> **WHAT THIS TASK INVOLVES**:
Please copy the data from the line containing "I would be grateful for your help identifying the arched window" through the end of the data, replacing "instance" with "occurrence" and leaving everything else unchanged.

##############################

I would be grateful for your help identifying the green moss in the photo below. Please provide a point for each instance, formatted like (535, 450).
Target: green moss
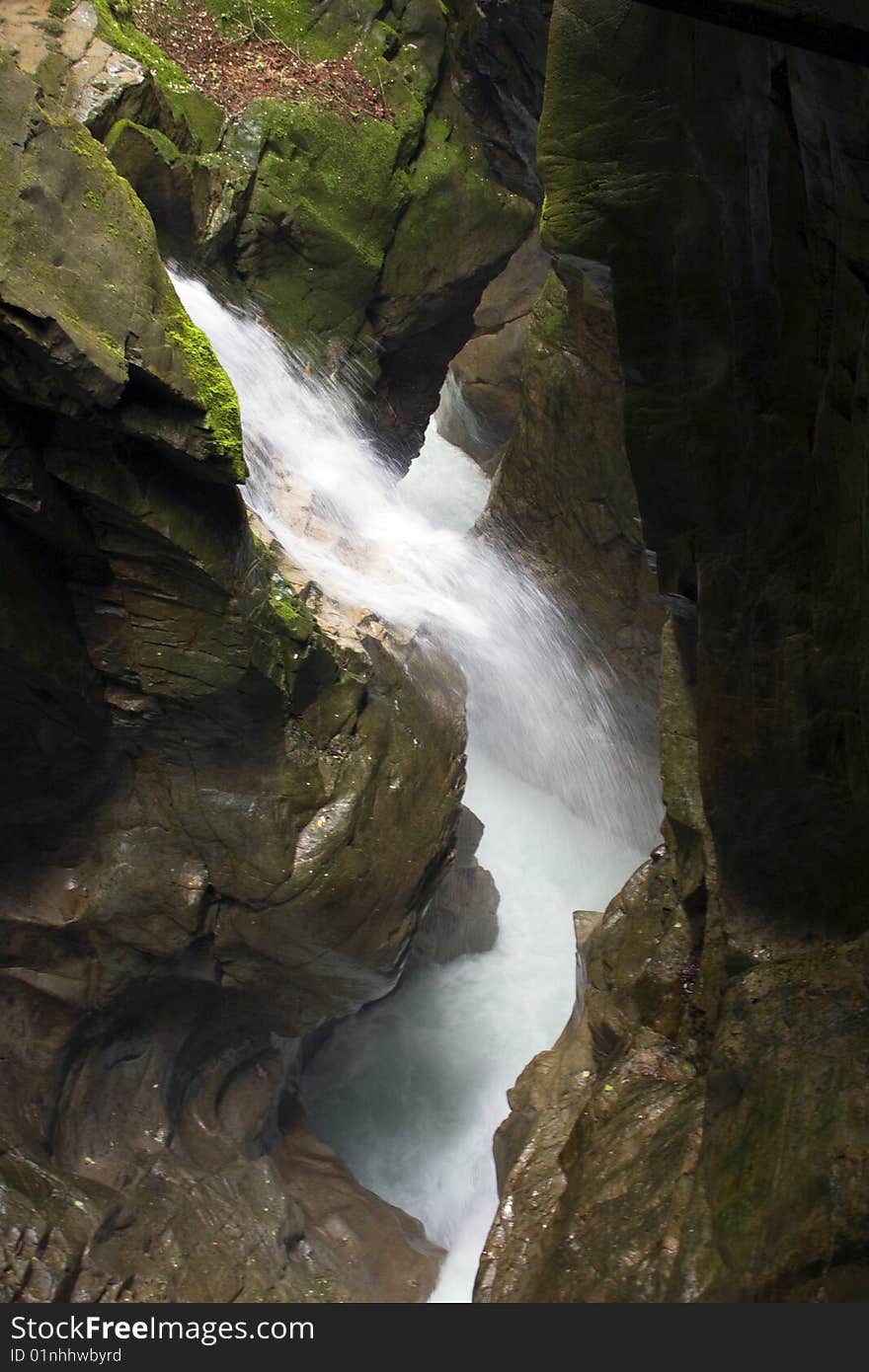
(161, 144)
(457, 217)
(213, 386)
(186, 101)
(315, 235)
(294, 618)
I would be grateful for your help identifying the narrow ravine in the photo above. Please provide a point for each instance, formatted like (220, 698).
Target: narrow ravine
(412, 1090)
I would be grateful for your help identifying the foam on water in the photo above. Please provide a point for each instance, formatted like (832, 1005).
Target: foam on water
(411, 1090)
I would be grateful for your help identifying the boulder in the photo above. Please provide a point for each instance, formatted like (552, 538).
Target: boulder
(700, 1133)
(221, 818)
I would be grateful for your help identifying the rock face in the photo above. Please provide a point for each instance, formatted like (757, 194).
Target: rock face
(202, 792)
(700, 1132)
(479, 405)
(376, 273)
(565, 495)
(463, 914)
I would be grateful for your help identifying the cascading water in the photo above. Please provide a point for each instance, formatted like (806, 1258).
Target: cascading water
(412, 1090)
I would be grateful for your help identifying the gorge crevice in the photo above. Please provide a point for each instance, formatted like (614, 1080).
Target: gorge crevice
(235, 731)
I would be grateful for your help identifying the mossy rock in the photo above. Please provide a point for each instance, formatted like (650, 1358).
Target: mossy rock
(460, 225)
(83, 335)
(190, 106)
(312, 243)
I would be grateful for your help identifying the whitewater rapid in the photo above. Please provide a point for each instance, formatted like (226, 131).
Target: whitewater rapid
(411, 1090)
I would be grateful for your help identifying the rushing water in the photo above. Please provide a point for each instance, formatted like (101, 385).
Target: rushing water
(412, 1088)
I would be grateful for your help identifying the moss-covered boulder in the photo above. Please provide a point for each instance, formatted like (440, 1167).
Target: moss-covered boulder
(357, 206)
(221, 819)
(706, 1138)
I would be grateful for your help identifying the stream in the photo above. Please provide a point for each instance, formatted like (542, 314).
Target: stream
(411, 1090)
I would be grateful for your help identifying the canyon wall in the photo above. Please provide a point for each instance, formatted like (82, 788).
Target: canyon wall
(202, 791)
(700, 1132)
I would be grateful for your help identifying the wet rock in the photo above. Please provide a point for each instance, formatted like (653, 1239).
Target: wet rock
(481, 402)
(711, 1143)
(463, 914)
(202, 788)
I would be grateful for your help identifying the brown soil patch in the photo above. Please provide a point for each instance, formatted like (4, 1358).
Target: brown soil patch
(239, 69)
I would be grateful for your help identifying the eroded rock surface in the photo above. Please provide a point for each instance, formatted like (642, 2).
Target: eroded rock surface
(700, 1133)
(221, 822)
(376, 274)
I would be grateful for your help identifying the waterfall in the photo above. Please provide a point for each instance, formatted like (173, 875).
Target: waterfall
(411, 1090)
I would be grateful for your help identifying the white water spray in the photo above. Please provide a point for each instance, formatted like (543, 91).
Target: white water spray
(411, 1090)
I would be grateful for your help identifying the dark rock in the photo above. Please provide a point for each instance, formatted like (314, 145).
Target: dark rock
(700, 1133)
(481, 401)
(463, 914)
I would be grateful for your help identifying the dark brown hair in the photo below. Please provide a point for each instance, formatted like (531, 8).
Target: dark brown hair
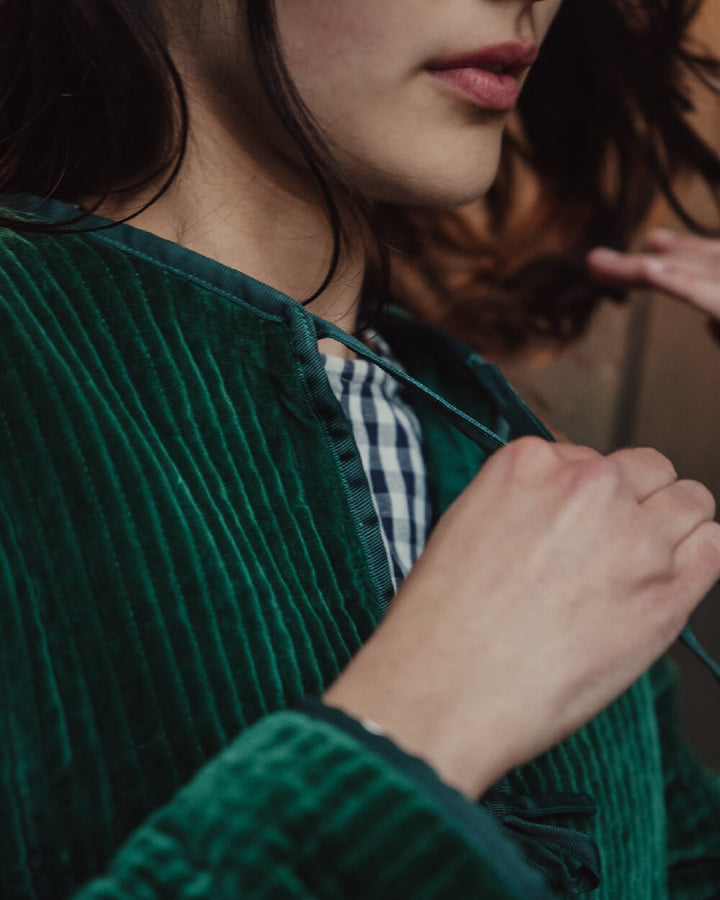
(91, 104)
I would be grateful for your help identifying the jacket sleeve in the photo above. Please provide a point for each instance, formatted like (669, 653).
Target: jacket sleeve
(298, 808)
(692, 796)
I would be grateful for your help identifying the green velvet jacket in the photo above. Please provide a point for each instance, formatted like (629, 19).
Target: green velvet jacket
(188, 548)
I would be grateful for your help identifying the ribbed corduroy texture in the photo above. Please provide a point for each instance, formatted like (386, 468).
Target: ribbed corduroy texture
(180, 556)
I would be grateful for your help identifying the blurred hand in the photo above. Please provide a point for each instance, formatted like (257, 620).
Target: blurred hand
(549, 586)
(686, 266)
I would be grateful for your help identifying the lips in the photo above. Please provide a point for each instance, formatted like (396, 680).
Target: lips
(489, 77)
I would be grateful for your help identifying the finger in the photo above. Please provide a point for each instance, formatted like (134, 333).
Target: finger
(692, 281)
(575, 452)
(645, 469)
(681, 507)
(695, 280)
(698, 561)
(685, 244)
(613, 267)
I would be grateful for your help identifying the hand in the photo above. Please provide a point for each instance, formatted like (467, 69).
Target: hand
(686, 266)
(549, 586)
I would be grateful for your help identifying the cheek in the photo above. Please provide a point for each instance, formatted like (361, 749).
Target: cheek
(321, 38)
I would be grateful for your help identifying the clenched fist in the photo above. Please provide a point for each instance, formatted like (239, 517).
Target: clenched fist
(549, 586)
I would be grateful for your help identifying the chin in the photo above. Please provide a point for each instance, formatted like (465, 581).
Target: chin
(441, 192)
(444, 182)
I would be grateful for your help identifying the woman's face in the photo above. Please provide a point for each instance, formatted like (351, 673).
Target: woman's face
(400, 88)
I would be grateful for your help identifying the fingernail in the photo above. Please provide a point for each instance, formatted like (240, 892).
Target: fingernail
(655, 265)
(604, 253)
(663, 234)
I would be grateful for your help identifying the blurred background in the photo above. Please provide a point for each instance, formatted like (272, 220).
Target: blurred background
(648, 373)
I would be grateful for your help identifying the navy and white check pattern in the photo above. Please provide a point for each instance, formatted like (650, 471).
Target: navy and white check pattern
(387, 433)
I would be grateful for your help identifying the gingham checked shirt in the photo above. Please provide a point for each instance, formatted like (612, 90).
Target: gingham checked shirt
(387, 433)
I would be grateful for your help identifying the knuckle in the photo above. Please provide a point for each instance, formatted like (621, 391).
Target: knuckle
(530, 452)
(700, 497)
(603, 473)
(656, 460)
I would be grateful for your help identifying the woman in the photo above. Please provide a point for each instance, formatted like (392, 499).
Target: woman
(204, 519)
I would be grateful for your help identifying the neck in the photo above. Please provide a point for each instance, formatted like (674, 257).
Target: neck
(270, 224)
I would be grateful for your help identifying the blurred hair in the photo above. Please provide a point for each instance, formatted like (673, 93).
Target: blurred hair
(91, 105)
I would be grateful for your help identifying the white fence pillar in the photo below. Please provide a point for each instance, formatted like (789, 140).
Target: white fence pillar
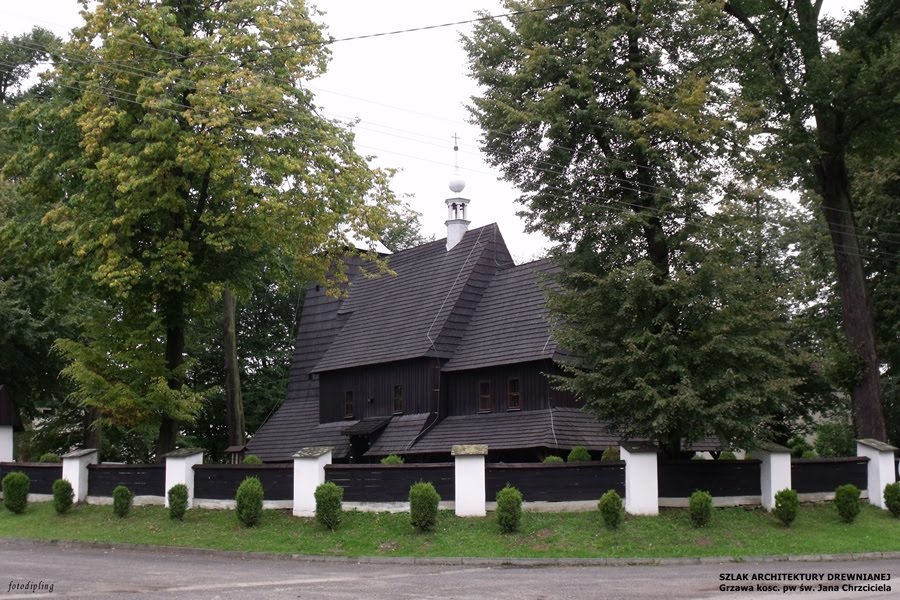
(774, 472)
(75, 470)
(309, 473)
(881, 467)
(180, 469)
(469, 493)
(641, 480)
(6, 444)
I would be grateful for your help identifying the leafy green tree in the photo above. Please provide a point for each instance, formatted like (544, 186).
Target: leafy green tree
(613, 118)
(819, 91)
(190, 159)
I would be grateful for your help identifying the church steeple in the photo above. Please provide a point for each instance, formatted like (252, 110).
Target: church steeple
(457, 206)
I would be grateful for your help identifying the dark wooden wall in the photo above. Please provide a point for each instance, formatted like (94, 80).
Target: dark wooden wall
(220, 482)
(42, 475)
(142, 480)
(721, 478)
(420, 380)
(809, 476)
(390, 483)
(535, 392)
(556, 482)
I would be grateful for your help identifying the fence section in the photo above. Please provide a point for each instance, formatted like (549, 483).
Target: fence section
(220, 482)
(556, 482)
(721, 478)
(142, 480)
(818, 475)
(42, 475)
(390, 483)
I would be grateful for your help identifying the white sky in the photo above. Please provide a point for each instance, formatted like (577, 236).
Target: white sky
(409, 92)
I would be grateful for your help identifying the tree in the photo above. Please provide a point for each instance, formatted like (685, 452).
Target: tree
(614, 119)
(193, 160)
(821, 89)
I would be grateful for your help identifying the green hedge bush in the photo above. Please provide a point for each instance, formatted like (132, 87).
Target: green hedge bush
(611, 509)
(249, 499)
(700, 508)
(610, 454)
(892, 498)
(177, 501)
(63, 496)
(579, 454)
(509, 508)
(786, 506)
(122, 501)
(16, 486)
(423, 506)
(846, 500)
(329, 504)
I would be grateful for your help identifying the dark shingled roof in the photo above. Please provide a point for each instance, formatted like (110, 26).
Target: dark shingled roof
(399, 435)
(510, 324)
(423, 310)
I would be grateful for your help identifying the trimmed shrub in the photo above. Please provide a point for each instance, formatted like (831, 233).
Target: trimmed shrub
(892, 498)
(579, 454)
(610, 454)
(177, 501)
(122, 500)
(63, 496)
(329, 508)
(423, 505)
(509, 508)
(786, 506)
(835, 438)
(611, 509)
(249, 499)
(16, 486)
(846, 500)
(700, 508)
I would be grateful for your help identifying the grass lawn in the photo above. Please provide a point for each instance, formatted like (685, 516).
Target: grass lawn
(733, 532)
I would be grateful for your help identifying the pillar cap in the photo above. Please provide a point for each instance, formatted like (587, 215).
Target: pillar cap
(877, 445)
(313, 451)
(469, 450)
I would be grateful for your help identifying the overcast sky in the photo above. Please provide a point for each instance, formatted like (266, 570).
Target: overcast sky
(409, 92)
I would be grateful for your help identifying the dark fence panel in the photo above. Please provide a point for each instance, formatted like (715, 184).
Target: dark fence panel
(142, 480)
(42, 475)
(390, 483)
(556, 482)
(721, 478)
(811, 475)
(220, 482)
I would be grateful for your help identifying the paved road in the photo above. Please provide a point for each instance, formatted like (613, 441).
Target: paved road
(98, 573)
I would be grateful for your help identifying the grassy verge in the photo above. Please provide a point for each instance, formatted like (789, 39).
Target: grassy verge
(733, 532)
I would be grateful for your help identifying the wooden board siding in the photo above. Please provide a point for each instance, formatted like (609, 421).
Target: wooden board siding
(534, 388)
(220, 482)
(377, 382)
(721, 478)
(814, 475)
(42, 475)
(390, 483)
(142, 480)
(556, 483)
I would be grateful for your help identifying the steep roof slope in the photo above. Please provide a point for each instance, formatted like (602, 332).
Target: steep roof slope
(424, 309)
(510, 324)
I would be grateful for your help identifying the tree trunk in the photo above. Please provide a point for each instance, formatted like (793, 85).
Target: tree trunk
(856, 308)
(233, 402)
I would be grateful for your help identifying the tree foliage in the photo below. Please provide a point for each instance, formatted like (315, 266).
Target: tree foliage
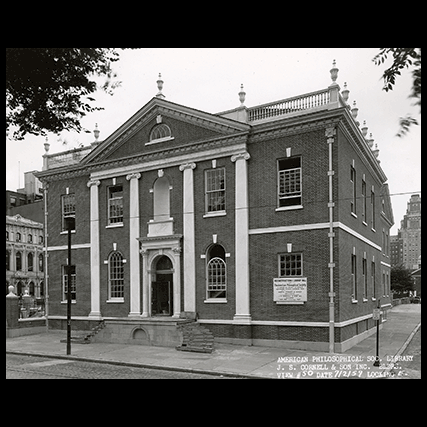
(403, 57)
(49, 89)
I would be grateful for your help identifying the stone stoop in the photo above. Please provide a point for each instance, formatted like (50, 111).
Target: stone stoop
(196, 338)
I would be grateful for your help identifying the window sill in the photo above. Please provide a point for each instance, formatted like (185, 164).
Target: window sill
(216, 301)
(289, 208)
(215, 214)
(115, 301)
(118, 225)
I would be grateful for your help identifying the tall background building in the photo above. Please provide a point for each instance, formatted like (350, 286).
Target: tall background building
(406, 245)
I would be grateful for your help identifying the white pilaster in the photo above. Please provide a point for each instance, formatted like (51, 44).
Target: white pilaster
(95, 280)
(189, 239)
(242, 240)
(135, 297)
(177, 284)
(145, 284)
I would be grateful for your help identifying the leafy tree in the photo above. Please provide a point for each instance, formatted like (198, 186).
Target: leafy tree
(403, 57)
(401, 280)
(49, 89)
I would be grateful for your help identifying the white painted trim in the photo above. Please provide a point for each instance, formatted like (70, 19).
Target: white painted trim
(287, 228)
(288, 322)
(156, 141)
(164, 163)
(65, 247)
(315, 226)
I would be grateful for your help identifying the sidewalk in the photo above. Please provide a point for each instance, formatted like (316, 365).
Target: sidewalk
(246, 361)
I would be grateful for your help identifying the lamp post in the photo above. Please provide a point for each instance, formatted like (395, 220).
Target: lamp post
(377, 316)
(70, 222)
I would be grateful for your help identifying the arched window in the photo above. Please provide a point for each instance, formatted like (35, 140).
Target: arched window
(18, 263)
(115, 276)
(161, 131)
(216, 273)
(30, 262)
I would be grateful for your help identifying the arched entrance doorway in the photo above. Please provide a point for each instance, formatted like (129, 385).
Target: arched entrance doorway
(162, 287)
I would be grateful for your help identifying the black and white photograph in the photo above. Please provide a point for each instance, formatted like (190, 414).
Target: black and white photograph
(213, 213)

##############################

> **THE REPLY**:
I would be grateful for your help identifying the arched window in the photo above. Please provide a point for each occurrence, formatted like (35, 140).
Target: arched window
(18, 263)
(115, 276)
(161, 131)
(216, 273)
(30, 262)
I would be grateful for your help identifying the arched entrance doorway in the photo above. Please provide a point for each occurrence, formatted like (129, 385).
Target: arched entrance doorway
(162, 287)
I would be grateful for your help identifying the black and white photograph in the photo above. Please provide a point for each occurrence, formatted like (190, 414).
Target: black and white photograph
(213, 213)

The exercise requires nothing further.